— start of Data for the task —

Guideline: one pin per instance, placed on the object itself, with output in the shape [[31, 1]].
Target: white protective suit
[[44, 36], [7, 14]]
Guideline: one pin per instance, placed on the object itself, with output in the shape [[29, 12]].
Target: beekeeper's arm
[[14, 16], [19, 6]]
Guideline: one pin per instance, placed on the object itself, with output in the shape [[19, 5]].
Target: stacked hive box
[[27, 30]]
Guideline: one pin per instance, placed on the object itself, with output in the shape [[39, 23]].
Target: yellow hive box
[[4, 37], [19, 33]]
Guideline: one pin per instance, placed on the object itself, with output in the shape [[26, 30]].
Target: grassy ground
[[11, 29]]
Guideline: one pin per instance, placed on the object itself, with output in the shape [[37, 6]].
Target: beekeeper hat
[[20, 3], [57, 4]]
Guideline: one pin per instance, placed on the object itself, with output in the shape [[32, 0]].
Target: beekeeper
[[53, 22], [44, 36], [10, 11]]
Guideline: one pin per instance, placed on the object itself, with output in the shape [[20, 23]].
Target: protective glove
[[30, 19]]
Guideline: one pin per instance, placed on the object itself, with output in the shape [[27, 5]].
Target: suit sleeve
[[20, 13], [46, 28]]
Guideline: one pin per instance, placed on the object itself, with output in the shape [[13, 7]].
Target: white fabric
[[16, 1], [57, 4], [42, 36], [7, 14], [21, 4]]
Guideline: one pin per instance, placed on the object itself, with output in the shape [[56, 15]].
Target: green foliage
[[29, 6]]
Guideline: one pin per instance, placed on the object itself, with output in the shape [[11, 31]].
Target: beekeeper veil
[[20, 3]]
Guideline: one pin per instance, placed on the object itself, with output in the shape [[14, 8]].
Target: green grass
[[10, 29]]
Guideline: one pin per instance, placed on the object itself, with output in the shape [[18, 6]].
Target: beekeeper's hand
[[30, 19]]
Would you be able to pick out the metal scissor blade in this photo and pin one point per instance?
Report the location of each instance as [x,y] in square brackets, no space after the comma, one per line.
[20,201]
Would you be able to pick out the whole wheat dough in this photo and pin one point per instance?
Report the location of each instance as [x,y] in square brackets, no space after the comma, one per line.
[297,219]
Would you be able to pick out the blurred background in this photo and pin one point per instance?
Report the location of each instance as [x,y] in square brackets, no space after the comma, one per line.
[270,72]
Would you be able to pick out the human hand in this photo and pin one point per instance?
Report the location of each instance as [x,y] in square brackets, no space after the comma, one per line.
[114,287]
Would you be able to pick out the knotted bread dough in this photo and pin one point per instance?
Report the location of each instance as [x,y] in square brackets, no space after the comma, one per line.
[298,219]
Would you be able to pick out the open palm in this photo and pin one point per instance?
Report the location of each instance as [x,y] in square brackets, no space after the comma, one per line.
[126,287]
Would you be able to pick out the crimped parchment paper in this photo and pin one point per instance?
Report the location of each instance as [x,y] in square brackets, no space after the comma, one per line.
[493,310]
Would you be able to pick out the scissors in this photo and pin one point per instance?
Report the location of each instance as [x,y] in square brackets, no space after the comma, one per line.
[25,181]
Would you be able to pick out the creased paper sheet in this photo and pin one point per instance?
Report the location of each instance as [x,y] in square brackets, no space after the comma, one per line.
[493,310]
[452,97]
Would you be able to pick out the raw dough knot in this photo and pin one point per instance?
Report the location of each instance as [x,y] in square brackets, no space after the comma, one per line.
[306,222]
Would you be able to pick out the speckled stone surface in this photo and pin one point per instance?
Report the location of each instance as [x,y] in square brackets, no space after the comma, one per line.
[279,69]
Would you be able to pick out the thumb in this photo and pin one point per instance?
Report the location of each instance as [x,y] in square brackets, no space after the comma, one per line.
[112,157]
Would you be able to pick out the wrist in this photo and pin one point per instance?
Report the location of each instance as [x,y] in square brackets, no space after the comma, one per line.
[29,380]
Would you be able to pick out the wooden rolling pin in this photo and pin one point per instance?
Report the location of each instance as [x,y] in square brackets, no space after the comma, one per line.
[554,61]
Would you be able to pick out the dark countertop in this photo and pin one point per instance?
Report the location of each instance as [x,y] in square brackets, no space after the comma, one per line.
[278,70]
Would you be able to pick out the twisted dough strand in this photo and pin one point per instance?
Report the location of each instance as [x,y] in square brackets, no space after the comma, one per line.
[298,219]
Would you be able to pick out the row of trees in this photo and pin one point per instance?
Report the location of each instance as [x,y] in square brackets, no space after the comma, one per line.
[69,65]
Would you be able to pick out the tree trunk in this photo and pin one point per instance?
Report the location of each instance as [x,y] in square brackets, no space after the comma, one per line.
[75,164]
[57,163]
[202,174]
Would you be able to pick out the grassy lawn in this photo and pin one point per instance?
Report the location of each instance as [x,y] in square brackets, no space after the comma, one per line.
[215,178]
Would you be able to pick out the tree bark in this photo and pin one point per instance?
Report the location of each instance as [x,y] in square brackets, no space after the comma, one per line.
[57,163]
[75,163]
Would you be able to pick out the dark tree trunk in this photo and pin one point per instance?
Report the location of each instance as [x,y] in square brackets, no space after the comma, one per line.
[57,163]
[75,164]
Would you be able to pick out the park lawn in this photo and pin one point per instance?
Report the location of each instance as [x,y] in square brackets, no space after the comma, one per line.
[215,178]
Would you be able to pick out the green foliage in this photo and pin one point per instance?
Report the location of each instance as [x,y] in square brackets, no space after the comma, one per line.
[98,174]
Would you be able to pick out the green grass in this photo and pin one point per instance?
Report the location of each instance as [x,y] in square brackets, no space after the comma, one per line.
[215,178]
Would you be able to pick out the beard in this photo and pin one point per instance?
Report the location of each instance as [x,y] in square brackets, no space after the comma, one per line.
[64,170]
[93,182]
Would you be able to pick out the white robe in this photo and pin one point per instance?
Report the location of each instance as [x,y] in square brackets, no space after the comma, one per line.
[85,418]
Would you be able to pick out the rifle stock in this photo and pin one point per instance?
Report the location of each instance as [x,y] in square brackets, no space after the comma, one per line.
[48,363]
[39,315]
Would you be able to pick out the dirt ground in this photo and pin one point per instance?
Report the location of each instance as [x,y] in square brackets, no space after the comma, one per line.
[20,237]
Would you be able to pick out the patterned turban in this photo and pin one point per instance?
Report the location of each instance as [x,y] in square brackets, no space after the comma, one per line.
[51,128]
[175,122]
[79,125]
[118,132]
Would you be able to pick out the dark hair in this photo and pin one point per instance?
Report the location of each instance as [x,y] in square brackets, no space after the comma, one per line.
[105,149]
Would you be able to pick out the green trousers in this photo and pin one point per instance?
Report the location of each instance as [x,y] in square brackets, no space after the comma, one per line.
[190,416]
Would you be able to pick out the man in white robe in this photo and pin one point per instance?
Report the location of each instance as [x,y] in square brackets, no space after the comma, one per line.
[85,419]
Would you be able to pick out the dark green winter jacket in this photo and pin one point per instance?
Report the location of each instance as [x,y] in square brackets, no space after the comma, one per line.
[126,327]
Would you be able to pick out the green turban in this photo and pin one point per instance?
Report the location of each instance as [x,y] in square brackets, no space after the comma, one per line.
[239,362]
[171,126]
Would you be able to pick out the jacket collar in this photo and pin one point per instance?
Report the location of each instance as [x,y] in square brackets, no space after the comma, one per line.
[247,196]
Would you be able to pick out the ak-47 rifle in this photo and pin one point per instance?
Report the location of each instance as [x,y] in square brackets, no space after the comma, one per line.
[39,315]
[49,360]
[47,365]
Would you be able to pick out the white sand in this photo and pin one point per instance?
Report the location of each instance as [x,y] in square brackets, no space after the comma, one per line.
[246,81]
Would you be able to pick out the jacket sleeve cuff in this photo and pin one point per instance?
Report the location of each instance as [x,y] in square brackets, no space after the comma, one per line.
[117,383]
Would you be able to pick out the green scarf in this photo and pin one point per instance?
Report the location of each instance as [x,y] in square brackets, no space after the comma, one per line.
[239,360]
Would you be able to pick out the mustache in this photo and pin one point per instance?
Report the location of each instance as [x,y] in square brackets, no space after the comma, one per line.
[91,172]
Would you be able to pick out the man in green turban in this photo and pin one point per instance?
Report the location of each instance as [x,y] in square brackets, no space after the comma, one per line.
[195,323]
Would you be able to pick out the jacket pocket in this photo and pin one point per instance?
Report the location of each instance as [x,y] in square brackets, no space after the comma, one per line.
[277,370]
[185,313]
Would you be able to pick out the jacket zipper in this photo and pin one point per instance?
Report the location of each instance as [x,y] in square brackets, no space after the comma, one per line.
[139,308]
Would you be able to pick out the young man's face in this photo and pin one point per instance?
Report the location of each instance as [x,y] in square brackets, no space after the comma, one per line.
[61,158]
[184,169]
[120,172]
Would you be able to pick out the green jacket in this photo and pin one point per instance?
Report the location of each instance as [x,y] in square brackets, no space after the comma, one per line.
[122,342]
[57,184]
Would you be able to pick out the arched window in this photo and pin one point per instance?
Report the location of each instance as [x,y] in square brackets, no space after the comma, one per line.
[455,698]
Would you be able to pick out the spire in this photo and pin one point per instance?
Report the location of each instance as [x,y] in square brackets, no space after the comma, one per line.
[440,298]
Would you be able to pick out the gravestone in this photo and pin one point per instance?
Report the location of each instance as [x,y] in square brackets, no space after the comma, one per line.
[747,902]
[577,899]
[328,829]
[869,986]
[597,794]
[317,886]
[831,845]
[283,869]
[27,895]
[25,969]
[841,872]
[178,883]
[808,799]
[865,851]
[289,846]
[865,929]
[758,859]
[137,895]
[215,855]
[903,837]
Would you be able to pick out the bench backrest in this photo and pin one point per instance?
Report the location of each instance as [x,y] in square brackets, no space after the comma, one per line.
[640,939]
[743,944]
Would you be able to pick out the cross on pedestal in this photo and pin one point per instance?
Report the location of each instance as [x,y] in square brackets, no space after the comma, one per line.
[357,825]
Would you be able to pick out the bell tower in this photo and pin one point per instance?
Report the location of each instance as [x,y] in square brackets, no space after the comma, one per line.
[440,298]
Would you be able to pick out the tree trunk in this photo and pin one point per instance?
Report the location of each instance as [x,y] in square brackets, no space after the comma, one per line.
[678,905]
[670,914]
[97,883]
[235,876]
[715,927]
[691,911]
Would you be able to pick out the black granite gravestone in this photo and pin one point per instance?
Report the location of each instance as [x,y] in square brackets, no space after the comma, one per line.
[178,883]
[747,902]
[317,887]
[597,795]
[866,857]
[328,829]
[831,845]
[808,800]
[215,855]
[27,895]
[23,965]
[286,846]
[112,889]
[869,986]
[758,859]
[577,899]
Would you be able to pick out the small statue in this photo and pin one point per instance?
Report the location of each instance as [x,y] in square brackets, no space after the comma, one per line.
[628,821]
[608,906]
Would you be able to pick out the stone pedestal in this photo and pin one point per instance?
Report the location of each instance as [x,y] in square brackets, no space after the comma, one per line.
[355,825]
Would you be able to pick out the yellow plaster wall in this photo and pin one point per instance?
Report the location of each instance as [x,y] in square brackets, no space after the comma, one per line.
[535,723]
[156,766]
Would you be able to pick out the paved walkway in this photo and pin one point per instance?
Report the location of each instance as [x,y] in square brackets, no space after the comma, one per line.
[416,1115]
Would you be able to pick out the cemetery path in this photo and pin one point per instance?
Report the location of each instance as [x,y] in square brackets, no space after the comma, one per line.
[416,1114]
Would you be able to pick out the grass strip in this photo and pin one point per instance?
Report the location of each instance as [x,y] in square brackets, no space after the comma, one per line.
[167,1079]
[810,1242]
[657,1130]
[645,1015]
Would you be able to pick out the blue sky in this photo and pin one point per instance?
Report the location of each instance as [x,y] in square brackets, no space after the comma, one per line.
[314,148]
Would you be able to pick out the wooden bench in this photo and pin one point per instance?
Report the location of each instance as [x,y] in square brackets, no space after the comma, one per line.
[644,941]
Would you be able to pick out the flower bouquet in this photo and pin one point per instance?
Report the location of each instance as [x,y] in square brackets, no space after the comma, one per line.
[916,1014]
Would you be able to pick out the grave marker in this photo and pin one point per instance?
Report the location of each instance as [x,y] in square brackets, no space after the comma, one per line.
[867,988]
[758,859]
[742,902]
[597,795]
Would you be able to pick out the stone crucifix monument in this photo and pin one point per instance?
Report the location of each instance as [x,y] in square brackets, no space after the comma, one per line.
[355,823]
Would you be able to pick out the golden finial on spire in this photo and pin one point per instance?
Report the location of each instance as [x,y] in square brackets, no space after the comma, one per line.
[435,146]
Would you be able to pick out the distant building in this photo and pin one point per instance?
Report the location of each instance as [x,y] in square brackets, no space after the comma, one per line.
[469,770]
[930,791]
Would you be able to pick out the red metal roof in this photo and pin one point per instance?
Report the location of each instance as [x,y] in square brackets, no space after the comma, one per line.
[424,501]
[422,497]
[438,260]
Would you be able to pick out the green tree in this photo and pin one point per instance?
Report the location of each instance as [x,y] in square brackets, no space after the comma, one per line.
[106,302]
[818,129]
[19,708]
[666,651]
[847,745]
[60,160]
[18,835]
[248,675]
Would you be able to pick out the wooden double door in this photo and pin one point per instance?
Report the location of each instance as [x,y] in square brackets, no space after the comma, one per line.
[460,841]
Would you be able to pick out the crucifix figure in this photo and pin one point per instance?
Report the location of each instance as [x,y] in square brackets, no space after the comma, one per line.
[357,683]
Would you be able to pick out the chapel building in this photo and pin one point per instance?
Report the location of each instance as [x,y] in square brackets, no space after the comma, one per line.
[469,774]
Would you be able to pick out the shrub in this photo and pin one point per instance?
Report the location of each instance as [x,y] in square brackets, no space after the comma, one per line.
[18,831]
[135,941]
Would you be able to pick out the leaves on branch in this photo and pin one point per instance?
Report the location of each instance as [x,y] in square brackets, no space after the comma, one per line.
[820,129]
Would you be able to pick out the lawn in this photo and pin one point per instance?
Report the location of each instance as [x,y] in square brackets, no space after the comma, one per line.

— end of Data for the task —

**To be done**
Give back exactly the lines from the line holding "Would you be able to pick out the distant" through the last line of the listing, including both.

**Solved problem**
Would you be able to pick out the distant building in this photo and pin one point per instance?
Report the location of each instance as [x,y] in square brackets, no space after the comma, one per line.
[469,770]
[930,791]
Would you be able to pick out the red metal roof in this photo and pin one point per instance?
Report the location of each instance as [x,y] in square brackets, no space after the comma, one per line.
[424,501]
[422,497]
[438,260]
Would you be able to pick out the green tree in this photo and pin one point per instance?
Report the location of each instance as [x,y] in square brackets, no space after the comma, one per line.
[106,302]
[818,129]
[19,708]
[666,651]
[847,745]
[60,160]
[18,835]
[248,675]
Would you be able to pick out the wooden double door in this photo and pin one point per instance?
Report the location of each instance as [x,y] in square brackets, no space after the comma, one per line.
[460,841]
Would you be able to pick out the crucifix figure in this photo and pin one point per instance?
Report the location of each instance as [x,y] in square brackets, no space after the comma, one per line.
[357,683]
Would you be able to pick out the chapel building in this photo and pin one point per instance?
Report the location of each instance as [x,y] in square brackets, no space after the comma, one per line.
[469,774]
Would you be able to pick out the shrub in this photo and pin one point per instance?
Report the location of each instance as [x,y] in square brackets, no space after the comma, one per line.
[18,831]
[135,941]
Would you be able to pick out the leaves on branch in this photo and pin one point per instance?
Report the location of each instance as [x,y] in square brackets, no space after the comma, one per line.
[820,129]
Would you be able to pick out the lawn in this photo and pin one point per instance?
Report the location of each instance as [x,y] in square brackets, no space after the comma, one per line.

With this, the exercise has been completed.